Directions -
Your task is to quote the material that follows, in full and exactly.

========================================

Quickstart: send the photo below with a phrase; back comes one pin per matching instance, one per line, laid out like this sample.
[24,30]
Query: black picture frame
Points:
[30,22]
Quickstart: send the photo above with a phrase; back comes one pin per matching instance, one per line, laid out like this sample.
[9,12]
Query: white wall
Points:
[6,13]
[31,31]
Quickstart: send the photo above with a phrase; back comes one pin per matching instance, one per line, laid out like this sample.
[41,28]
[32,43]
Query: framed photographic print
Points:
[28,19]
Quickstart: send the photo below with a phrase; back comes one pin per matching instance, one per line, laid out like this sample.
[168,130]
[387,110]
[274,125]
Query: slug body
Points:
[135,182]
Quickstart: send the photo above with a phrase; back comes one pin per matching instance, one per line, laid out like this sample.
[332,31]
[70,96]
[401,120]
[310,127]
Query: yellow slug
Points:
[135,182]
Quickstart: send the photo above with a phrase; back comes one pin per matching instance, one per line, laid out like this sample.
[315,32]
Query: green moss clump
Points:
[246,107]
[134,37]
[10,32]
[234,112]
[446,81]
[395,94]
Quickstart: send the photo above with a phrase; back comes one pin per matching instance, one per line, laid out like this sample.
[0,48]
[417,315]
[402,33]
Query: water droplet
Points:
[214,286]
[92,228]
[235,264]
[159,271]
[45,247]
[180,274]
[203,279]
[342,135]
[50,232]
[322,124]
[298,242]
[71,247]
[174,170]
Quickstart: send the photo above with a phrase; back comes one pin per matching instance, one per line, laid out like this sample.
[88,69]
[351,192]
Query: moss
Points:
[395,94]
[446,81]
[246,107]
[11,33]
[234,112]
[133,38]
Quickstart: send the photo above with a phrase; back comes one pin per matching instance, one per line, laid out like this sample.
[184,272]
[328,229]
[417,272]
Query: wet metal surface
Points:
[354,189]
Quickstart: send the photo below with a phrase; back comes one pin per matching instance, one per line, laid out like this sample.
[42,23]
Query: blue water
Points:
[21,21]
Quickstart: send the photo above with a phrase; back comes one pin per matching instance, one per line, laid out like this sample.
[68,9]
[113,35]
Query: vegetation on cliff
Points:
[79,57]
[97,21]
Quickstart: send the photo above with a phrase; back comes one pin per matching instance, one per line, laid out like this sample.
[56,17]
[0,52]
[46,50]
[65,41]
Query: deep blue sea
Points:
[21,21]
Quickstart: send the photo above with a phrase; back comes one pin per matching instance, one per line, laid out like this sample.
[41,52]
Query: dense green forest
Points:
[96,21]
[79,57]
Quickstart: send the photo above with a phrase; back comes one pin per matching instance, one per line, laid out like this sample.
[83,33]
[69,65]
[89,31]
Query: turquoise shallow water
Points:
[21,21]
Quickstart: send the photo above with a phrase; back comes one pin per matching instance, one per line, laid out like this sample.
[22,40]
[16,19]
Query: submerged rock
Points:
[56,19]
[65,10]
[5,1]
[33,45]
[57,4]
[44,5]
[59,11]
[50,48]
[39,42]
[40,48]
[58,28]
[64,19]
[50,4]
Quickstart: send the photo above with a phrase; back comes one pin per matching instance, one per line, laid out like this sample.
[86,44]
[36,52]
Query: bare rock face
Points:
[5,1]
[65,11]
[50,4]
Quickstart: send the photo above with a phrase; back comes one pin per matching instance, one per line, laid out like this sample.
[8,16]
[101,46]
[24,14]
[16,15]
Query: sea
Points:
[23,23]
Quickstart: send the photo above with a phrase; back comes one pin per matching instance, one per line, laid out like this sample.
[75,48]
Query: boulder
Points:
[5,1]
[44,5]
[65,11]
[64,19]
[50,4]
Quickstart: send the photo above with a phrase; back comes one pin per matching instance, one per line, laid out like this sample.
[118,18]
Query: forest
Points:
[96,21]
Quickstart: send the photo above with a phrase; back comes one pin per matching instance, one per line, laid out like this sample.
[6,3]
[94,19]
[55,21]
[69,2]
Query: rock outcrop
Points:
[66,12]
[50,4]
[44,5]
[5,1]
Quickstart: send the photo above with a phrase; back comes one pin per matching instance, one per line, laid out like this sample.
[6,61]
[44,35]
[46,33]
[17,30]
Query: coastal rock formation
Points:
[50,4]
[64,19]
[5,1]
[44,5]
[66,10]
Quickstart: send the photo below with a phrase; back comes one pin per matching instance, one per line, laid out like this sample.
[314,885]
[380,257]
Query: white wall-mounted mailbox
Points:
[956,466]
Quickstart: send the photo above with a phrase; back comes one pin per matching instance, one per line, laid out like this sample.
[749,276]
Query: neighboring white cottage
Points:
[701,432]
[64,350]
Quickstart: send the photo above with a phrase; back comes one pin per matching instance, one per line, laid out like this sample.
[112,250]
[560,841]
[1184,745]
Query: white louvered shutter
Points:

========================================

Reply to the task -
Quickstart: send the photo below with a phrase; back comes one pin per matching instance, one per line, laid out like this sample.
[24,30]
Query: black picture frame
Points:
[30,22]
Quickstart: send the photo above with a phrase; back comes one pin per matching instance, one per line, laid out like this sample.
[9,12]
Query: white wall
Points:
[6,13]
[31,31]
Quickstart: send the photo above with a phrase; back comes one pin per matching instance, one per line, laid out like this sample.
[41,28]
[32,43]
Query: framed photographic print
Points:
[28,19]
Quickstart: send the photo below with a phrase; back comes one pin per matching instance, one per line, laid out like this sample.
[168,130]
[387,110]
[274,125]
Query: slug body
Points:
[135,182]
Quickstart: send the photo above with a phrase; back comes one pin per matching instance, one per line, laid out like this sample.
[332,31]
[70,96]
[401,120]
[310,127]
Query: yellow slug
Points:
[135,182]
Quickstart: send the photo above with a phrase; back comes one pin per matching instance, one per line, laid out like this sample.
[315,32]
Query: green moss clump
Points:
[246,107]
[134,37]
[10,32]
[234,112]
[446,81]
[395,94]
Quickstart: send the photo above with a phrase; back comes one pin per matching instance, one per line, laid out like this sample.
[0,48]
[417,315]
[402,33]
Query: water droplet
Points:
[214,286]
[92,228]
[235,264]
[159,271]
[45,247]
[180,274]
[203,279]
[342,135]
[50,232]
[322,124]
[298,242]
[71,247]
[174,170]
Quickstart: send the photo above with a phrase; back comes one pin per matching instance, one per line, laid out like this sample.
[88,69]
[351,192]
Query: moss
Points:
[395,94]
[446,81]
[246,107]
[11,33]
[234,112]
[133,38]
Quickstart: send the photo above with a phrase; back comes one pin per matching instance, one per line, laid out like this sample.
[184,272]
[328,229]
[417,272]
Query: wet metal surface
Points:
[354,189]
Quickstart: send the photo below with a phrase; back comes one pin per matching instance, one per line, laid out like this sample.
[42,23]
Query: blue water
Points:
[21,21]
Quickstart: send the photo above with a phrase; back comes one pin per matching instance, one per line, laid out like this sample.
[68,9]
[113,35]
Query: vegetation on cliff
Points:
[79,57]
[97,21]
Quickstart: send the photo above with a phrase; back comes one pin per matching instance, one per line, laid out like this sample.
[56,17]
[0,52]
[46,50]
[65,41]
Query: deep blue sea
Points:
[21,21]
Quickstart: send the photo above with a phrase; back comes one pin per matching instance, one per line, laid out like this sample.
[41,52]
Query: dense green forest
Points:
[96,21]
[79,57]
Quickstart: send the photo above with a phrase; back comes one pin per matching instance, one per line, laid out like this sample.
[83,33]
[69,65]
[89,31]
Query: turquoise shallow water
Points:
[21,21]
Quickstart: send the photo above with a phrase; back comes one pin per matching instance, one per line, laid out like this sample.
[22,40]
[16,19]
Query: submerged rock
Points:
[56,19]
[65,10]
[5,1]
[33,45]
[57,4]
[44,5]
[59,11]
[50,48]
[39,42]
[40,48]
[58,28]
[64,19]
[50,4]
Quickstart: send the photo above with a phrase; back comes one pin per matching instance, one per line, laid out like this sample.
[86,44]
[36,52]
Query: bare rock face
Points:
[5,1]
[65,11]
[50,4]
Quickstart: send the photo above with a phrase; back comes one pin per matching instance, one per line, laid out like this sample.
[8,16]
[101,46]
[24,14]
[16,15]
Query: sea
Points:
[23,23]
Quickstart: send the photo above with a phrase; back comes one pin per matching instance, one per line, laid out like this sample.
[75,48]
Query: boulder
Points:
[5,1]
[44,5]
[65,11]
[64,19]
[50,4]
Quickstart: send the photo above with a phrase; back comes one pin per matching instance, one per line, laid out like this sample.
[118,18]
Query: forest
Points:
[96,21]
Quickstart: send the photo above with a phrase; back comes one pin per matching instance, one per line, laid out like this sample.
[6,3]
[94,19]
[55,21]
[69,2]
Query: rock outcrop
Points:
[66,12]
[50,4]
[44,5]
[5,1]
Quickstart: send the photo above with a phrase; back comes one pin per matching instance, one per line, laid out like this sample.
[6,61]
[44,35]
[46,33]
[17,30]
Query: coastal rock formation
Points:
[50,4]
[64,19]
[5,1]
[44,5]
[66,10]
Quickstart: send the photo below with a phrase; back comes one pin per matching instance, one per line, laid out like this sample.
[314,885]
[380,257]
Query: white wall-mounted mailbox
Points:
[956,466]
Quickstart: send the photo above with a phrase; back comes one pin per matching instance, one per line, laid out like this sample.
[749,276]
Query: neighboring white cottage
Points:
[701,432]
[64,350]
Quickstart: send the photo above with a phrase; back comes one pin per matching instance, one per line, laid out like this sample.
[112,250]
[560,841]
[1184,745]
Query: white louvered shutter
Points:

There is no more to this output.